▸ Extracted material:
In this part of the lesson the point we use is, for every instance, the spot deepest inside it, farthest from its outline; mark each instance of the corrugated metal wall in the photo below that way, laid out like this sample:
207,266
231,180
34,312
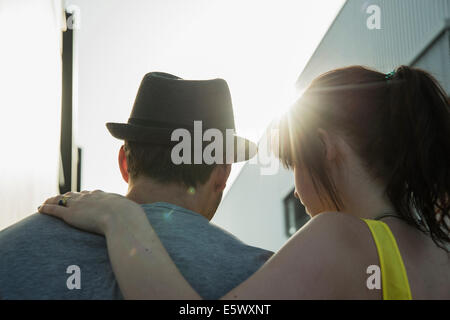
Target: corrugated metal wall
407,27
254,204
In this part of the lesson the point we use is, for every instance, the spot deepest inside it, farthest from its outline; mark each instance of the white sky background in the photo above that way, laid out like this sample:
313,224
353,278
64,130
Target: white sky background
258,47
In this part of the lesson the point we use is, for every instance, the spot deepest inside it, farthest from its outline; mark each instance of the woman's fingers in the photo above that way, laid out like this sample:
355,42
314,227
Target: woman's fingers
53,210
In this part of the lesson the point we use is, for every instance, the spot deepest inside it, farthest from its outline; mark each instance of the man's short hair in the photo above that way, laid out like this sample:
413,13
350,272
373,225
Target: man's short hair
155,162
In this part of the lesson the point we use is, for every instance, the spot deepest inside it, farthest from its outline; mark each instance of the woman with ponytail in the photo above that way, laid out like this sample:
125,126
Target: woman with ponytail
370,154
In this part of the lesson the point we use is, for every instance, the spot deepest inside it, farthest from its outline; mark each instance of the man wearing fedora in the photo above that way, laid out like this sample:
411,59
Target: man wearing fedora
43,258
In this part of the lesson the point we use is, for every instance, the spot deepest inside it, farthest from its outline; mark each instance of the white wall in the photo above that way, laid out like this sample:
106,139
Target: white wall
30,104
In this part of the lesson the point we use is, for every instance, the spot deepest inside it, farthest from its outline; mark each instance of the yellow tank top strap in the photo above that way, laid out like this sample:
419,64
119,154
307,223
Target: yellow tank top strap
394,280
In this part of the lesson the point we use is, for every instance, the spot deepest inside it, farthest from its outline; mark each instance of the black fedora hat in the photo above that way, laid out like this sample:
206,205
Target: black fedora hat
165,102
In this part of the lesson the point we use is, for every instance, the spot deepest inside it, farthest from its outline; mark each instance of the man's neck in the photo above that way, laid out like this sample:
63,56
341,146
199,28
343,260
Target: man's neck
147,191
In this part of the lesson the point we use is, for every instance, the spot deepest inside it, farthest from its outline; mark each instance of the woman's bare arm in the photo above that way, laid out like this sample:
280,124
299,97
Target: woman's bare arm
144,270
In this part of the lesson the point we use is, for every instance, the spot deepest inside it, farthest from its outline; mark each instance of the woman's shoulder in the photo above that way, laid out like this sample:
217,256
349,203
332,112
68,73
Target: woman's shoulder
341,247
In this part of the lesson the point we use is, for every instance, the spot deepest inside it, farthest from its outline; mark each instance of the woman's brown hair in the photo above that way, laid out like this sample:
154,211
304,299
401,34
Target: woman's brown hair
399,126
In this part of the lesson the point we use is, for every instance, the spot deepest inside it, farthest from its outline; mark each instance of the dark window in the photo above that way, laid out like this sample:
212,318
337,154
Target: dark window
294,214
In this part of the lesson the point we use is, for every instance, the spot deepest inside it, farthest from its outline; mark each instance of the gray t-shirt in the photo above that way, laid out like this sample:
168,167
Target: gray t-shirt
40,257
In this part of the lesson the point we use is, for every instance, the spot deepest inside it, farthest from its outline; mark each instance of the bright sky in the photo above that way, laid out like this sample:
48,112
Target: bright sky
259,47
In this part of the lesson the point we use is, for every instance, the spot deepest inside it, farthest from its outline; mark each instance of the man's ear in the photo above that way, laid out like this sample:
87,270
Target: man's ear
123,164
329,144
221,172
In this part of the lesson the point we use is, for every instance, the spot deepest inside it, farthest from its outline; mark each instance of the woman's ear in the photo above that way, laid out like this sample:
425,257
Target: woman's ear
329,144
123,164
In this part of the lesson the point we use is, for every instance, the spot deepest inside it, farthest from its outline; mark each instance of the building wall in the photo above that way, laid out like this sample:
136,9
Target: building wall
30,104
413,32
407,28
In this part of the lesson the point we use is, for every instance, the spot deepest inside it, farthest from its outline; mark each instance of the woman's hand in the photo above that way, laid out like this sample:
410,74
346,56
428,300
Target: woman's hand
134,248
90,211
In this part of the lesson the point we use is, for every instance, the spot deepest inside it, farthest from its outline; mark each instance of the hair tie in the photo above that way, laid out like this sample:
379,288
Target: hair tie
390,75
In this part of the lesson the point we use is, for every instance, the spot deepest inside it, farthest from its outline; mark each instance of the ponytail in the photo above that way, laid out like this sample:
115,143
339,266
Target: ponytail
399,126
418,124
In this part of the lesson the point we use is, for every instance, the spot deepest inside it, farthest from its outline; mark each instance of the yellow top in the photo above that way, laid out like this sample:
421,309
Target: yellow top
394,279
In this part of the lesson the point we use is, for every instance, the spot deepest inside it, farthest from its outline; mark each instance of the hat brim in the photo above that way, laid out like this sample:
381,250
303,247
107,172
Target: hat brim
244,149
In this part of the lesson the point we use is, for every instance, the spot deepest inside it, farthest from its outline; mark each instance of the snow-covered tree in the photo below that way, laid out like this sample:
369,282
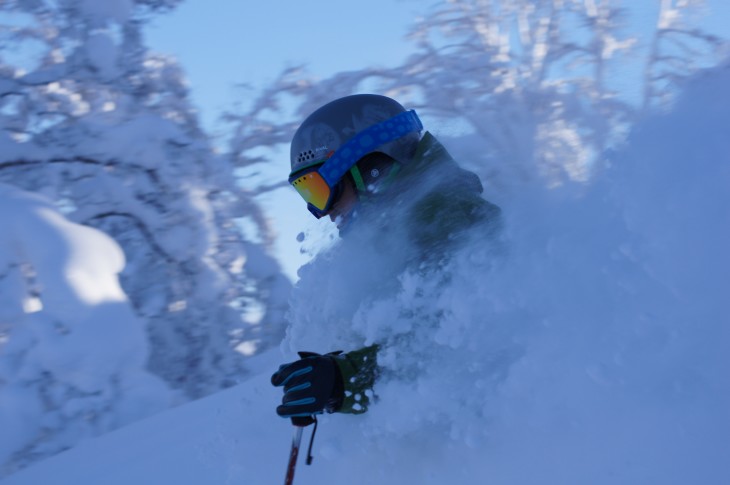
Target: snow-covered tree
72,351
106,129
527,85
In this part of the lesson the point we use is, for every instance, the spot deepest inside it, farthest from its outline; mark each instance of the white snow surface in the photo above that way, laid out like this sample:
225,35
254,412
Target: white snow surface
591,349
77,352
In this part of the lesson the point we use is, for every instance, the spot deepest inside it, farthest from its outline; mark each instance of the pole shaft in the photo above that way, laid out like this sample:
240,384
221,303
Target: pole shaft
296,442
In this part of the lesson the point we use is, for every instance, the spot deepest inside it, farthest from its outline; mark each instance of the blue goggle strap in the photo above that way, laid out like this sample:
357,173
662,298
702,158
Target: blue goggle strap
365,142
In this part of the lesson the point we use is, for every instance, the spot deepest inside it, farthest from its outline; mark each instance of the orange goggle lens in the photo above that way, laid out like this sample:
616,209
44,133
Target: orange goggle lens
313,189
--
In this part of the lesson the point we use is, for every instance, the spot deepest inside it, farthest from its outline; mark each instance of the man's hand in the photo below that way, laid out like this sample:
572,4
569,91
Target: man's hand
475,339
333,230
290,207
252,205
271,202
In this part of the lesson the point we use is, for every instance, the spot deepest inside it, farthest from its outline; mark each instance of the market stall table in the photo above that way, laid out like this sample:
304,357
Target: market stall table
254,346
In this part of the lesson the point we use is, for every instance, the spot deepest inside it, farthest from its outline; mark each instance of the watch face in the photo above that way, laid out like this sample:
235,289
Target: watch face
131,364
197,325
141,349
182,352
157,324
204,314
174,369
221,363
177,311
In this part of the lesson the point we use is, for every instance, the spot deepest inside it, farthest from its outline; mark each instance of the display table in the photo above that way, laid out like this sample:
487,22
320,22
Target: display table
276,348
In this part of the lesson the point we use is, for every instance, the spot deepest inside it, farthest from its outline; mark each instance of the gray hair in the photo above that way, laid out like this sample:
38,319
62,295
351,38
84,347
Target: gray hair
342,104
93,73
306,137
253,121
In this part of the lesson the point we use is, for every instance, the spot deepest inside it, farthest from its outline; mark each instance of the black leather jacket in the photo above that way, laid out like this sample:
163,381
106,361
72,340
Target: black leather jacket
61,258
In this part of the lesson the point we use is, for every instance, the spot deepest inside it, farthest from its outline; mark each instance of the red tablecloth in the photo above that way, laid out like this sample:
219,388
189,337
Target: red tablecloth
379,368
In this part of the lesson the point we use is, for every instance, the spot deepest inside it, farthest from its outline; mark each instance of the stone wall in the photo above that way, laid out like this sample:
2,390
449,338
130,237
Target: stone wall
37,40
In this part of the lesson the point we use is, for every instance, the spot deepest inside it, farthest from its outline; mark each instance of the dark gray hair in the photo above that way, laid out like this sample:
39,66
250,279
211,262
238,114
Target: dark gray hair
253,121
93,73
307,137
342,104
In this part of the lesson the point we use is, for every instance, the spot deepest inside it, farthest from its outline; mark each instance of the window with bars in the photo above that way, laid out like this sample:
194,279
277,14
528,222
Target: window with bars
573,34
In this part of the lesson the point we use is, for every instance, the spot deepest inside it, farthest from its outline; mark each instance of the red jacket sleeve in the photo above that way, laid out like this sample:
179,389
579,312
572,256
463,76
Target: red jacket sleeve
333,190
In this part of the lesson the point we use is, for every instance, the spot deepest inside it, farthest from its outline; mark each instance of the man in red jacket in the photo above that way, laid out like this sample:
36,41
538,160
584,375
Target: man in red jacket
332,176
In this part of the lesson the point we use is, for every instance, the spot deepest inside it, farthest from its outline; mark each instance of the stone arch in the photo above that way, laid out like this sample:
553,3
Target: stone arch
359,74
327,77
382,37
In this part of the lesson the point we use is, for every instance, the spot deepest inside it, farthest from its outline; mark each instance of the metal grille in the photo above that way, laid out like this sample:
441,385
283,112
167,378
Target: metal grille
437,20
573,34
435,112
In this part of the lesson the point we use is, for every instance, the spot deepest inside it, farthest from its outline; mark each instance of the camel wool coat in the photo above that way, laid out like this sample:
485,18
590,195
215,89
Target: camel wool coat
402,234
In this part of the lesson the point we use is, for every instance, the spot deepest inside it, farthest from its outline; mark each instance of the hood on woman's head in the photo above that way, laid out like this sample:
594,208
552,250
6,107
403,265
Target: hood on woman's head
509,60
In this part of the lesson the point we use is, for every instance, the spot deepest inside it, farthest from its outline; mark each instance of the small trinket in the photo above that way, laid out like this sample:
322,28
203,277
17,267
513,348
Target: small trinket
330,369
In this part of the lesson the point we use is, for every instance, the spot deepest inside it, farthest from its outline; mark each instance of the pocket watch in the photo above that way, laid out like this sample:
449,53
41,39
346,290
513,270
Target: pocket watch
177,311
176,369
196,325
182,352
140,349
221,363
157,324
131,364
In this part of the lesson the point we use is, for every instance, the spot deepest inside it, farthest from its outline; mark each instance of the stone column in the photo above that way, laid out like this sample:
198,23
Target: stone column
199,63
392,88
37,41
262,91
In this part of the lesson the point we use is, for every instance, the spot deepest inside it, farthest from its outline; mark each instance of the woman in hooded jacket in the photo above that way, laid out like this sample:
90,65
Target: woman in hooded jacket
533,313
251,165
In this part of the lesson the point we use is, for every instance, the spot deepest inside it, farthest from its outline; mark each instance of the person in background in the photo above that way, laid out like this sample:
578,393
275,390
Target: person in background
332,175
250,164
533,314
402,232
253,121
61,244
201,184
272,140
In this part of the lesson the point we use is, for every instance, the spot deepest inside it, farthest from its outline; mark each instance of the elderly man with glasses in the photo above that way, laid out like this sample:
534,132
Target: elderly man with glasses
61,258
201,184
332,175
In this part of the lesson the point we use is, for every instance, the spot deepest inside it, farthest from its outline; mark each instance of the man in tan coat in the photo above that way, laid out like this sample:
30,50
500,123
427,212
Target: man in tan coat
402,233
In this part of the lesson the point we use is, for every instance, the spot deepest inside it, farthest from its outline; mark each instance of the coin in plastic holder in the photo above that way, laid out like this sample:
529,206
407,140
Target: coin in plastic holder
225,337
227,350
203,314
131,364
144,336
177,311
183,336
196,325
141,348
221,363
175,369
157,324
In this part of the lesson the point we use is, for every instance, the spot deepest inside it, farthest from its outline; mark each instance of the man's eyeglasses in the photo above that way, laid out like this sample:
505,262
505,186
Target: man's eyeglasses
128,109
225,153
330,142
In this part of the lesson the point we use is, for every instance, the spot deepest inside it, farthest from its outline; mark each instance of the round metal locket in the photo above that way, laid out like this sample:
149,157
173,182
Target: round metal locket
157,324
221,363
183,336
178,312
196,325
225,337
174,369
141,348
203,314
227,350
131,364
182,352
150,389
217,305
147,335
--
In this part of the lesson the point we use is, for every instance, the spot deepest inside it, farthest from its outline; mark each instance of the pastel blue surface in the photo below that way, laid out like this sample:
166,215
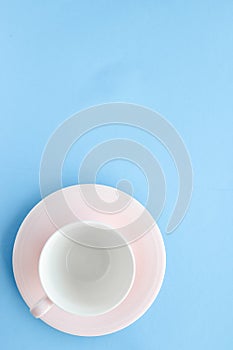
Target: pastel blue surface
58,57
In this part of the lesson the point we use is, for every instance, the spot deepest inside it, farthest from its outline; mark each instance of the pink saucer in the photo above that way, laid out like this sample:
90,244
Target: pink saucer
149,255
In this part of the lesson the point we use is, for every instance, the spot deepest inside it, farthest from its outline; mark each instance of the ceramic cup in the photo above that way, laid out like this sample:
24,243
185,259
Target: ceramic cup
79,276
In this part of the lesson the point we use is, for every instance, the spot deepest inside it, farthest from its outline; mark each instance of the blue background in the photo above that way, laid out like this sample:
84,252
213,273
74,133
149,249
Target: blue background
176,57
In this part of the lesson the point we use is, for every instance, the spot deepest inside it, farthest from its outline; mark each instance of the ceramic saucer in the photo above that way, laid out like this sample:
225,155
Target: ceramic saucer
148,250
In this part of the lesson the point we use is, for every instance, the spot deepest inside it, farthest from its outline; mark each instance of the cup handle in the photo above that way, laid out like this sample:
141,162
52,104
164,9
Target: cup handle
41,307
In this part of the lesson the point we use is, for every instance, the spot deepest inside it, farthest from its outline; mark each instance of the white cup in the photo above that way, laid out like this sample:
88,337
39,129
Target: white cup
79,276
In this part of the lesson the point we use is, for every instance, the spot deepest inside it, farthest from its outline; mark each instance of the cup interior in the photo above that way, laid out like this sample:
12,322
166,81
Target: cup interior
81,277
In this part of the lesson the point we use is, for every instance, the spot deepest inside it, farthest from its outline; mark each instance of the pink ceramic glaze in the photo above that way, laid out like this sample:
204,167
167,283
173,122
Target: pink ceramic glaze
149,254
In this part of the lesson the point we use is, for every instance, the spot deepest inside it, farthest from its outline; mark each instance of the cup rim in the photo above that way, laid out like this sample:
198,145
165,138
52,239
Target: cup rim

▸ Your instructions: Recast the rows as a Markdown table with the columns Row and Line, starting at the line that contains "the cup interior" and ending at the line that contains "Target: cup rim". Number each row, include both end lines, and leave out any blank lines.

▸ Task answer:
| Row | Line |
|---|---|
| 1 | In this part of the lesson the point we use is, for every instance, the spot deepest inside it, farthest from its outline; mark each instance of the cup interior in the photo above that way, laid out like this sample: |
| 2 | 12,322 |
| 3 | 166,81 |
| 4 | Target: cup interior |
| 5 | 81,277 |
| 6 | In this part of the lesson the point we use is, for every instance, the spot deepest inside it, farthest from its outline; mark each instance of the pink ceramic glaze in the photo above that way, laid out like this sample: |
| 7 | 204,167 |
| 8 | 167,283 |
| 9 | 173,122 |
| 10 | Target: pink ceramic glaze |
| 11 | 149,254 |
| 12 | In this part of the lesson the point we use is, for every instance, the spot deepest inside it, farthest from its outline; mark each instance of the cup rim in the photo above that way, laid out like this sample: |
| 13 | 198,145 |
| 14 | 165,138 |
| 15 | 52,239 |
| 16 | Target: cup rim |